Start of READING PASSAGE

In this prospective study of Japanese-Americans who did not have diabetes or MetS at baseline, we found that both the change in IAF area over time and baseline IAF area predicted the future development of MetS. This association appeared to be independent of changes in fasting insulin levels and SCF area.

Prospective studies suggested that high WHR predicts development of MetS [8] but WHR includes both IAF and abdominal wall SCF, two metabolically distinct fat depots. Our findings extend previous prospective and cross-sectional studies showing increased visceral fat to be associated with a higher incidence and prevalence of MetS [2, 8] by examining the differential effects of IAF vs SCF.

When the concept of MetS was first described, insulin resistance was initially thought to be the primary aetiological process [9]. We observed that both baseline fasting insulin and change in fasting insulin were strong predictors of MetS development at 10 years (Table 1, Model 2). Hence insulin resistance as measured by either fasting insulin or HOMA-IR and IAF accumulation are both good long-term predictors for the development of MetS.

A limitation of our study is the use of fasting insulin as a surrogate marker for insulin sensitivity. A more precise measure of insulin sensitivity [10] may have led to different results. However, Carr et al. used insulin sensitivity from the minimal model and the findings were similar [2]. Since we studied non-obese non-diabetic Japanese-Americans, our findings may not apply to other populations.

In conclusion, both IAF accumulation and increase in fasting insulin are independent predictors of the long-term (10-year) development of MetS in Japanese-Americans and are likely to play important roles in the pathogenesis of MetS.

End of READING PASSAGE
Start of DATA TO EXAMINE

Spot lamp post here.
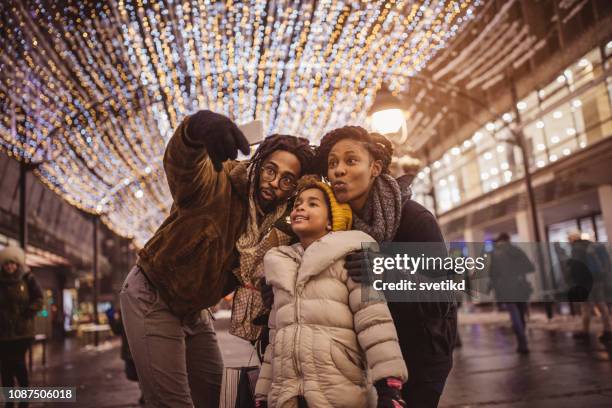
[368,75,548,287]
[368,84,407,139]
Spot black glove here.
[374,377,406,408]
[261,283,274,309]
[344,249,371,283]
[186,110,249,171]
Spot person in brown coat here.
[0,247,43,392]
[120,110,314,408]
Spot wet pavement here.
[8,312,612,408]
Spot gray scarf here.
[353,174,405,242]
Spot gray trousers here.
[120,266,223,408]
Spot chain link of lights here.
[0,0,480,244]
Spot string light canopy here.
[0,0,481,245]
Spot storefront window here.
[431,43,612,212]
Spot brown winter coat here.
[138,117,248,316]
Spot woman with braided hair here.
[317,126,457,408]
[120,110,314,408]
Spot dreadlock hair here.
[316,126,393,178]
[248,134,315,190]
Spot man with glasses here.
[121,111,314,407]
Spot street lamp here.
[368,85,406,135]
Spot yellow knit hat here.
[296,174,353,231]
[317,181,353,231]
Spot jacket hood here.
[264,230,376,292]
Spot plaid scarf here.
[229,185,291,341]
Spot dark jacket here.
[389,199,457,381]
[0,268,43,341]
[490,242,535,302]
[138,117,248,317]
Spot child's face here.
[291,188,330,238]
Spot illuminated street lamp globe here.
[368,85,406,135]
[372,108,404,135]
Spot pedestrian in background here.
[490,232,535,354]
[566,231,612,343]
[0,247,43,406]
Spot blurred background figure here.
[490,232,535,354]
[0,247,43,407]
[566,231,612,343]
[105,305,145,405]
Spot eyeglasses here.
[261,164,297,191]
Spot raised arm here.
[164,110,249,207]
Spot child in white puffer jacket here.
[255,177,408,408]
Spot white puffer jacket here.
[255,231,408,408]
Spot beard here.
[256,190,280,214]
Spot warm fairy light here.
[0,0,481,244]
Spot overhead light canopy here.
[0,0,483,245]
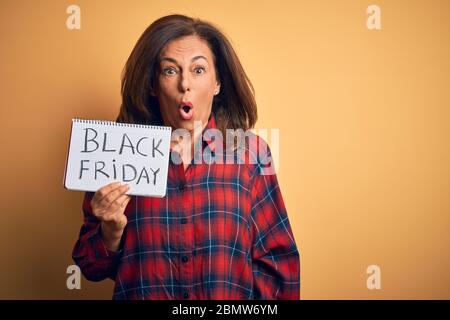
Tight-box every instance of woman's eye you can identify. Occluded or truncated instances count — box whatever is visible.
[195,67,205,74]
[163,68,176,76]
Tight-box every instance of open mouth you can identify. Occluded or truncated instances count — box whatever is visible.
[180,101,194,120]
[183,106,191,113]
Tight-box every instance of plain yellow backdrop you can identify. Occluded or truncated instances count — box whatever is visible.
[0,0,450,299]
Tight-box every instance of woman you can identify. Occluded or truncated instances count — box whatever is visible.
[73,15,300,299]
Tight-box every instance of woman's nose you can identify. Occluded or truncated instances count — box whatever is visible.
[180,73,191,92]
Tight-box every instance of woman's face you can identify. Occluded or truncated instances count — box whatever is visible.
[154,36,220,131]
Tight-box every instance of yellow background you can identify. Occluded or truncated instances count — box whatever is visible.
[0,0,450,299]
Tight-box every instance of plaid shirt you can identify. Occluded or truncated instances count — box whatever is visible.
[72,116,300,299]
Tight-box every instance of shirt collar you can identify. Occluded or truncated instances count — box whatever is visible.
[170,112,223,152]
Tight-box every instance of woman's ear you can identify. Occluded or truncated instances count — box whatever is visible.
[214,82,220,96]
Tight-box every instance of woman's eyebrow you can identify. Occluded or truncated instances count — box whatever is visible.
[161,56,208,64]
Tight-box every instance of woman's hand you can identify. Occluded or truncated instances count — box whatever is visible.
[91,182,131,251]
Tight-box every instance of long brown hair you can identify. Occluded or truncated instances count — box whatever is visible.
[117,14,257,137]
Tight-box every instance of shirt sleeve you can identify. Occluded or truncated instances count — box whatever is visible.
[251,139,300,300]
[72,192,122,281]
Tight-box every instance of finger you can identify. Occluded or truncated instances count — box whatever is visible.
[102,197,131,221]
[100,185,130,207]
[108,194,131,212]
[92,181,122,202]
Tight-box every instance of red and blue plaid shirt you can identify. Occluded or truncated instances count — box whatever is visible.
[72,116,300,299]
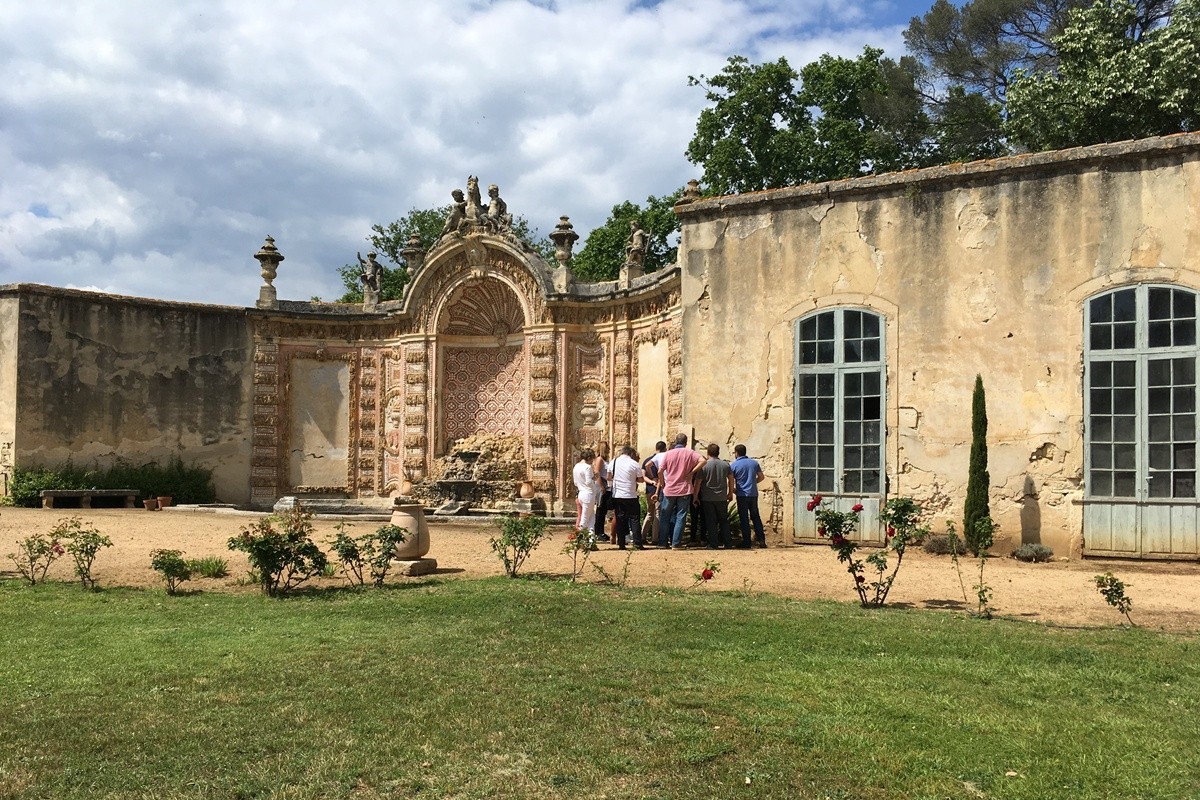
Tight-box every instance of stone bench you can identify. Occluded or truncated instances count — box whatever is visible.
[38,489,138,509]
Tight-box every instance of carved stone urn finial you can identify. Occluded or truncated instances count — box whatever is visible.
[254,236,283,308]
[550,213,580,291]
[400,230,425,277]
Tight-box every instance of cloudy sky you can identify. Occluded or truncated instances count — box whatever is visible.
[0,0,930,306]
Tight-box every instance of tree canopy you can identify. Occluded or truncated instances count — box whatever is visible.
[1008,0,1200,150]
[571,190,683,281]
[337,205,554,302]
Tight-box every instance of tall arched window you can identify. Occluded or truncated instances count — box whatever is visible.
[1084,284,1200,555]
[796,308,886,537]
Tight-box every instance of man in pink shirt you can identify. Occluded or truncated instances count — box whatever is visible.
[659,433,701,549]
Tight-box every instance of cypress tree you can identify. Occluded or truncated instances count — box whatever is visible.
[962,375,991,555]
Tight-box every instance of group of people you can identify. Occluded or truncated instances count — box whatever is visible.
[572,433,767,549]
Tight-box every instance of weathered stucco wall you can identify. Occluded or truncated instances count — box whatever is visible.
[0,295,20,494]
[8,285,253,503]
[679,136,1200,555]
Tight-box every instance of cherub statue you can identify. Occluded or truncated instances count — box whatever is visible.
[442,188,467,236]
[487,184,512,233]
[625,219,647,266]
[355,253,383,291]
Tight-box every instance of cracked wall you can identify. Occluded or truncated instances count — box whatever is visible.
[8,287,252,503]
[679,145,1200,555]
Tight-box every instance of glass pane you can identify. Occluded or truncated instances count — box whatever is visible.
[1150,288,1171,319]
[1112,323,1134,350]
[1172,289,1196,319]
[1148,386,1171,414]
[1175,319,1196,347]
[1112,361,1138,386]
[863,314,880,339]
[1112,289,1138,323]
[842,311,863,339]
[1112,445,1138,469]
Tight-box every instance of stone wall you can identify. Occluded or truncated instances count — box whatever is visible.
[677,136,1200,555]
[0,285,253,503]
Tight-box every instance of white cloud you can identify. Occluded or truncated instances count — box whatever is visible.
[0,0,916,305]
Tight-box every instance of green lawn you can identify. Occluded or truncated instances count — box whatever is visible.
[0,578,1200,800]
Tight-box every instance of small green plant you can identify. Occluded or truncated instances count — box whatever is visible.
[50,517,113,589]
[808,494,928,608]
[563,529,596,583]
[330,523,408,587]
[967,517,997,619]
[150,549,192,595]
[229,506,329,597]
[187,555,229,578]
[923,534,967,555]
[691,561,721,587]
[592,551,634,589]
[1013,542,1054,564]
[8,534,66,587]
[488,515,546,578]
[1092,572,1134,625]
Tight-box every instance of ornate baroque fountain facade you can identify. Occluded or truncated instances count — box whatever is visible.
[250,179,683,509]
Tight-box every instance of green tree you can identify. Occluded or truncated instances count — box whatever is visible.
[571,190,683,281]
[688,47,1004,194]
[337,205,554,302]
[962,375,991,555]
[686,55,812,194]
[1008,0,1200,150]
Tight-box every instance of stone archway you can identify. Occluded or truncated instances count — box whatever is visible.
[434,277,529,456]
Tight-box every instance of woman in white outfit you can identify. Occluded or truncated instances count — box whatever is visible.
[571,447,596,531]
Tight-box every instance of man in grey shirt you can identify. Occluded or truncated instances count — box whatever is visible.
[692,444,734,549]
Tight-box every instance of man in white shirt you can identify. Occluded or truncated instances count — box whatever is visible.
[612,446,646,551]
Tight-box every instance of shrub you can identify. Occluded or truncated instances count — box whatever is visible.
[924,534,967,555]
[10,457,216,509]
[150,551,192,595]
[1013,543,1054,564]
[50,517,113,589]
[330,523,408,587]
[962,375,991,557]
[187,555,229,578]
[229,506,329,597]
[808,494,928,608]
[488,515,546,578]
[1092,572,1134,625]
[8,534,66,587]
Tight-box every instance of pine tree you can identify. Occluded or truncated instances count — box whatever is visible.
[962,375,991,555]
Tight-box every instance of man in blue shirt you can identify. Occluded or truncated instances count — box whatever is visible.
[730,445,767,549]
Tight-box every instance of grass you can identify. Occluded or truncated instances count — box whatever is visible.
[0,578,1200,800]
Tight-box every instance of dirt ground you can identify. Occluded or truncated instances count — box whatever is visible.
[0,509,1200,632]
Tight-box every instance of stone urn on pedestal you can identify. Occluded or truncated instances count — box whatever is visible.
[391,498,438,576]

End of DATA TO EXAMINE

WHAT TO PRODUCE: List every abbreviation used in the study discussion, in the order each first appears.

SOLUTION TO THE EXERCISE: MetS, IAF, SCF, WHR, HOMA-IR